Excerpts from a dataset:

-- Opening Marker --

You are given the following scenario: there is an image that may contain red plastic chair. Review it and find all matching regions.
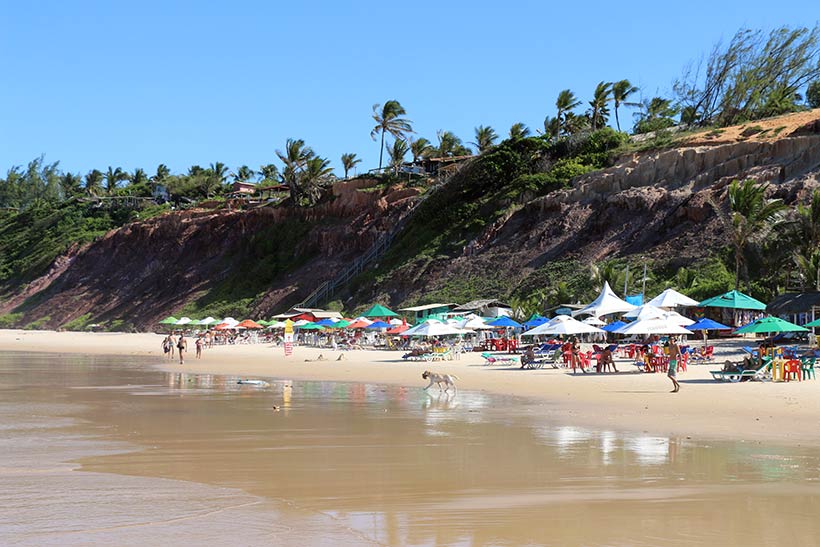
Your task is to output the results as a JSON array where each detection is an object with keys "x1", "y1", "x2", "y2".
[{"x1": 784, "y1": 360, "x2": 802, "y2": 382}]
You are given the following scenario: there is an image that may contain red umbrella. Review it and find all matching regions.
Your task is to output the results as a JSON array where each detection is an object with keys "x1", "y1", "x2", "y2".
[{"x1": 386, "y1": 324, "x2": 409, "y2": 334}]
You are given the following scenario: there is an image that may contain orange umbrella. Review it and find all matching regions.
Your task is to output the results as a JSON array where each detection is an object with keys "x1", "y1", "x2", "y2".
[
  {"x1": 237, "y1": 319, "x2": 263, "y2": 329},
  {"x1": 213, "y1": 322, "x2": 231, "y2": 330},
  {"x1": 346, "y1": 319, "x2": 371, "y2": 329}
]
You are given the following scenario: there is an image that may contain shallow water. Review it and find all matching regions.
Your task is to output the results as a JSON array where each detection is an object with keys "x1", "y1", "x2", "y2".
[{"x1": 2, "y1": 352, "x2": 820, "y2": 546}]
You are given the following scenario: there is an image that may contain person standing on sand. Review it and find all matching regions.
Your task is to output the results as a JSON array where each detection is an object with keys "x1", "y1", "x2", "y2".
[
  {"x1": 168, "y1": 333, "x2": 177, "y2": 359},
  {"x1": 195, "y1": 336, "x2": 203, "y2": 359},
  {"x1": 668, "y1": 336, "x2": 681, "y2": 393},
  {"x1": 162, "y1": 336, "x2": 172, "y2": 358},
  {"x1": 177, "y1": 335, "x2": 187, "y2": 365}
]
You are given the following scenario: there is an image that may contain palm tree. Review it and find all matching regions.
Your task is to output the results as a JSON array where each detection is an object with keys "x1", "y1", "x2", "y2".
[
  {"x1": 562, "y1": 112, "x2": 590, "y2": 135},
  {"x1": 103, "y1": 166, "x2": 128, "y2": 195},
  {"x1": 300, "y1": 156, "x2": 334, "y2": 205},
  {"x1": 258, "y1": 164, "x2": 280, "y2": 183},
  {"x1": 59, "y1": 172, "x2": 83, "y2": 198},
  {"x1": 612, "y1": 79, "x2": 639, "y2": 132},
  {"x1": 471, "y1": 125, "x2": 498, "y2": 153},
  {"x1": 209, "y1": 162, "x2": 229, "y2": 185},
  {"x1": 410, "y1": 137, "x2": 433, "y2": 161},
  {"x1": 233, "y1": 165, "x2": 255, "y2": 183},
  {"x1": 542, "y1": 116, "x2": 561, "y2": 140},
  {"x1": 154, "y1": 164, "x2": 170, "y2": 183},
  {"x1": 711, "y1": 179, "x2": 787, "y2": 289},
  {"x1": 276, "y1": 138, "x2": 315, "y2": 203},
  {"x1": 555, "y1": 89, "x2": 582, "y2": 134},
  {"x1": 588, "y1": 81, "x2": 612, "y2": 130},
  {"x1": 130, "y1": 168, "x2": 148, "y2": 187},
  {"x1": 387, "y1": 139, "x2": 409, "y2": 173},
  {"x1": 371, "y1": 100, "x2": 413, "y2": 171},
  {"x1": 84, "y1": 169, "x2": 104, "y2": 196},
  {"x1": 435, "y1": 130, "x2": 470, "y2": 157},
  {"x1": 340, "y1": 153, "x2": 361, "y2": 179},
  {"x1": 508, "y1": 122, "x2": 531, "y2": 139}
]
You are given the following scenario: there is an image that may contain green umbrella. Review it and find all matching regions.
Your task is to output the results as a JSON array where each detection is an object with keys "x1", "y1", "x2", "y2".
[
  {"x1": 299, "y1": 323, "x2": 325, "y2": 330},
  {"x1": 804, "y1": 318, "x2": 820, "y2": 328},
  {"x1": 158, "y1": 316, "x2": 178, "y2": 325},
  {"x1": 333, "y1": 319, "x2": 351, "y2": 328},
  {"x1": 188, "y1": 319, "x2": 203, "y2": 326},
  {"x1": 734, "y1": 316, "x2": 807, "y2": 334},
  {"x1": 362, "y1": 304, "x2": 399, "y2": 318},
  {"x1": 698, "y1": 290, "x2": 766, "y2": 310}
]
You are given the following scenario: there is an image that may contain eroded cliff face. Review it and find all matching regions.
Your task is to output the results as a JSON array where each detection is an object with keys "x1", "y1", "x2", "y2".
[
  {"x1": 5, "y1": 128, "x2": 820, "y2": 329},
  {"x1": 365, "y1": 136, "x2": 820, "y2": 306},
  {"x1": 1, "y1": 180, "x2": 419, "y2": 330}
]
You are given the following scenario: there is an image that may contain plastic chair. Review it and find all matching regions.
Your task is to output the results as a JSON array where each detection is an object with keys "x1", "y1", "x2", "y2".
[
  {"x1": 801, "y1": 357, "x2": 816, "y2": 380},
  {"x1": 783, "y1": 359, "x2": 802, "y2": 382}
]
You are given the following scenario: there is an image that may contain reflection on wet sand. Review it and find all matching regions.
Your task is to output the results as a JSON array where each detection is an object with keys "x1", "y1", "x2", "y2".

-- Closing Marker --

*TASK GOAL:* Print all the lines above exactly as they are, but without the pictures.

*ANSWER:*
You are given the following scenario: there is an image that may contain red plastic chair. Review it and find all matching regions.
Your task is to output the results as a JSON array where each detection is an object with keys "x1", "y1", "x2", "y2".
[{"x1": 784, "y1": 360, "x2": 802, "y2": 382}]
You are given the following scenario: there is an image that may contain red umbrella. Review it and find all matching regions.
Your task is to output the results as a JSON array where each detection is an object with keys "x1", "y1", "x2", "y2".
[{"x1": 386, "y1": 324, "x2": 409, "y2": 334}]
You are given the following scenario: there is an image that may contain orange umbrella. Review it and find all matching regions.
Your task is to output the results as a JSON array where each detection is an object with keys "x1", "y1", "x2", "y2".
[
  {"x1": 237, "y1": 319, "x2": 263, "y2": 329},
  {"x1": 213, "y1": 322, "x2": 231, "y2": 330},
  {"x1": 346, "y1": 319, "x2": 371, "y2": 329}
]
You are given the following scenario: there is an image that may contain shallow water. Review it and find all matching regions.
Your task is to output the results as a JSON array where each detection is an object with keys "x1", "y1", "x2", "y2".
[{"x1": 2, "y1": 352, "x2": 820, "y2": 546}]
You are given the following scenario: there is an image that may contain person standing on sand. Review it and find all matching regions.
Your task is to output the results as a JSON array where each detection is an object with keys "x1", "y1", "x2", "y2".
[
  {"x1": 168, "y1": 333, "x2": 177, "y2": 359},
  {"x1": 195, "y1": 336, "x2": 203, "y2": 359},
  {"x1": 668, "y1": 336, "x2": 681, "y2": 393},
  {"x1": 162, "y1": 336, "x2": 172, "y2": 358},
  {"x1": 177, "y1": 335, "x2": 187, "y2": 365}
]
You are given the following scenario: there is an image that may contain palm tree. Review it and find all matching regions.
Your task is to output the results as a JSON array where each detection is an object with keys "x1", "y1", "x2", "y2".
[
  {"x1": 562, "y1": 112, "x2": 590, "y2": 135},
  {"x1": 103, "y1": 166, "x2": 128, "y2": 195},
  {"x1": 300, "y1": 156, "x2": 334, "y2": 205},
  {"x1": 258, "y1": 164, "x2": 280, "y2": 183},
  {"x1": 59, "y1": 172, "x2": 83, "y2": 198},
  {"x1": 612, "y1": 79, "x2": 639, "y2": 132},
  {"x1": 471, "y1": 125, "x2": 498, "y2": 153},
  {"x1": 209, "y1": 162, "x2": 229, "y2": 185},
  {"x1": 410, "y1": 137, "x2": 433, "y2": 161},
  {"x1": 233, "y1": 165, "x2": 255, "y2": 183},
  {"x1": 542, "y1": 116, "x2": 561, "y2": 140},
  {"x1": 154, "y1": 164, "x2": 170, "y2": 183},
  {"x1": 711, "y1": 179, "x2": 787, "y2": 289},
  {"x1": 276, "y1": 138, "x2": 315, "y2": 203},
  {"x1": 555, "y1": 89, "x2": 582, "y2": 134},
  {"x1": 588, "y1": 81, "x2": 612, "y2": 130},
  {"x1": 130, "y1": 168, "x2": 148, "y2": 187},
  {"x1": 387, "y1": 139, "x2": 409, "y2": 173},
  {"x1": 371, "y1": 100, "x2": 413, "y2": 171},
  {"x1": 84, "y1": 169, "x2": 104, "y2": 196},
  {"x1": 435, "y1": 130, "x2": 470, "y2": 157},
  {"x1": 340, "y1": 153, "x2": 361, "y2": 179},
  {"x1": 508, "y1": 122, "x2": 531, "y2": 139}
]
You are given the following scenario: there is an image that may contain green umbrella. Review it and find all matching regions.
Your task is to output the results as a JSON array where each detection is an object with keys "x1", "y1", "x2", "y2".
[
  {"x1": 299, "y1": 323, "x2": 325, "y2": 330},
  {"x1": 804, "y1": 318, "x2": 820, "y2": 328},
  {"x1": 158, "y1": 316, "x2": 178, "y2": 325},
  {"x1": 333, "y1": 319, "x2": 351, "y2": 328},
  {"x1": 188, "y1": 319, "x2": 203, "y2": 326},
  {"x1": 734, "y1": 316, "x2": 807, "y2": 334},
  {"x1": 362, "y1": 304, "x2": 399, "y2": 318},
  {"x1": 698, "y1": 290, "x2": 766, "y2": 310}
]
You are given the following scenario: there is an image that may contain eroded cliff face. Review it and find all matching regions.
Your task is to output the results as a JSON array where each detection is an object with keys "x1", "y1", "x2", "y2".
[
  {"x1": 5, "y1": 128, "x2": 820, "y2": 329},
  {"x1": 365, "y1": 136, "x2": 820, "y2": 306},
  {"x1": 1, "y1": 180, "x2": 419, "y2": 330}
]
You are given the following scenario: there is an image that may contain plastic chair. Review it and find all matching regions.
Your task is to output the results as a JSON array where each detection is an object with keys "x1", "y1", "x2", "y2".
[
  {"x1": 801, "y1": 357, "x2": 816, "y2": 380},
  {"x1": 783, "y1": 359, "x2": 802, "y2": 382}
]
You are given the following scenario: there is an image that may contain reflection on wet sand. Review it and find all matching regions.
Your task is to output the results as a JSON array where each detection is an object with keys "x1", "y1", "x2", "y2".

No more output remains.